Excerpts from a point labeling dataset:
_ _ _ _ _ _ _
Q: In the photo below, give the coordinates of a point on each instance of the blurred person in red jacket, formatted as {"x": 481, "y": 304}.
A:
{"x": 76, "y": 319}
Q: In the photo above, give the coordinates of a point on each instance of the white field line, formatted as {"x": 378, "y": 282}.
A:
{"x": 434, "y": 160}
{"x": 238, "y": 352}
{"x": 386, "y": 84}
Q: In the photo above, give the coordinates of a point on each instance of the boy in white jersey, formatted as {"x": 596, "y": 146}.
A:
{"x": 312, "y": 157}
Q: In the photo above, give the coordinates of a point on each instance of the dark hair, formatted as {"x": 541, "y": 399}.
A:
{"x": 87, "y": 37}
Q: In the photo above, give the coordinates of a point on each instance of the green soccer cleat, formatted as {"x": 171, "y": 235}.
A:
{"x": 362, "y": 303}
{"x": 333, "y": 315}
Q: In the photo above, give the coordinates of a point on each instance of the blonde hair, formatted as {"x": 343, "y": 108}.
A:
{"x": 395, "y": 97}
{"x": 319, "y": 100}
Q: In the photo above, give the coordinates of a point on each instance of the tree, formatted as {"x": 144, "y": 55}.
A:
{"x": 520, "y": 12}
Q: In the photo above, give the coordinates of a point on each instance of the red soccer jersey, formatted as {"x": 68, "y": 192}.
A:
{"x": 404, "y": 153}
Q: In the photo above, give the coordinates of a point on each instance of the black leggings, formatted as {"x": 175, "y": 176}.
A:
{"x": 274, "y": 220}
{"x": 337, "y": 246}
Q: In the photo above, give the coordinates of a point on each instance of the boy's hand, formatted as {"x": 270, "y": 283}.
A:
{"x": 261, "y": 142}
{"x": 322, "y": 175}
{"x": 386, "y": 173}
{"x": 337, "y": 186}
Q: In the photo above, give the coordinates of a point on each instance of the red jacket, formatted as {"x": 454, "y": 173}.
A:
_ _ _ _ _ _ _
→ **Written request**
Please rewrite the whole listing, replacing every "instance" with "occurrence" and leaving everything else unchanged.

→ **Solved problem**
Q: In the photo below, give the coordinates of a point on each occurrence of the blurred person in red jacket, formatted as {"x": 481, "y": 304}.
A:
{"x": 76, "y": 319}
Q: In the photo above, give the coordinates of a point on each occurrence of the white field line, formatted as {"x": 378, "y": 282}.
A:
{"x": 434, "y": 160}
{"x": 238, "y": 352}
{"x": 386, "y": 84}
Q: In the photo above, give the coordinates of a point on each occurrence of the boy in white jersey, formatted as {"x": 596, "y": 146}.
A:
{"x": 312, "y": 157}
Q: In the photo above, give the coordinates of a point on each occurrence of the dark hair, formatted as {"x": 541, "y": 399}.
A:
{"x": 87, "y": 37}
Q: In the photo above, give the coordinates of a point on each occurrence of the green soccer cleat, formatted as {"x": 171, "y": 235}.
A:
{"x": 362, "y": 303}
{"x": 333, "y": 315}
Q: In the photo above, give the coordinates of a point on each occurrence of the blonde hair, formatted as {"x": 343, "y": 108}.
A:
{"x": 395, "y": 97}
{"x": 319, "y": 100}
Q: In the photo above, give the coordinates of a point on each occurrence of the tree, formatted as {"x": 144, "y": 55}.
A:
{"x": 520, "y": 12}
Q: In the photo above, give the coordinates of a point on each occurrence of the red soccer jersey, formatted as {"x": 68, "y": 192}.
A:
{"x": 404, "y": 153}
Q: In the photo above, give the coordinates of a point on each occurrence of the black leggings, formatted as {"x": 175, "y": 176}.
A:
{"x": 274, "y": 220}
{"x": 337, "y": 246}
Q: In the photo above, give the coordinates of a point on each occurrence of the boy's hand, formatted as {"x": 270, "y": 283}.
A:
{"x": 261, "y": 142}
{"x": 322, "y": 175}
{"x": 386, "y": 173}
{"x": 337, "y": 186}
Q: In the photo above, give the coordinates of a point on each occurrence of the red jacket, formatted as {"x": 454, "y": 173}.
A:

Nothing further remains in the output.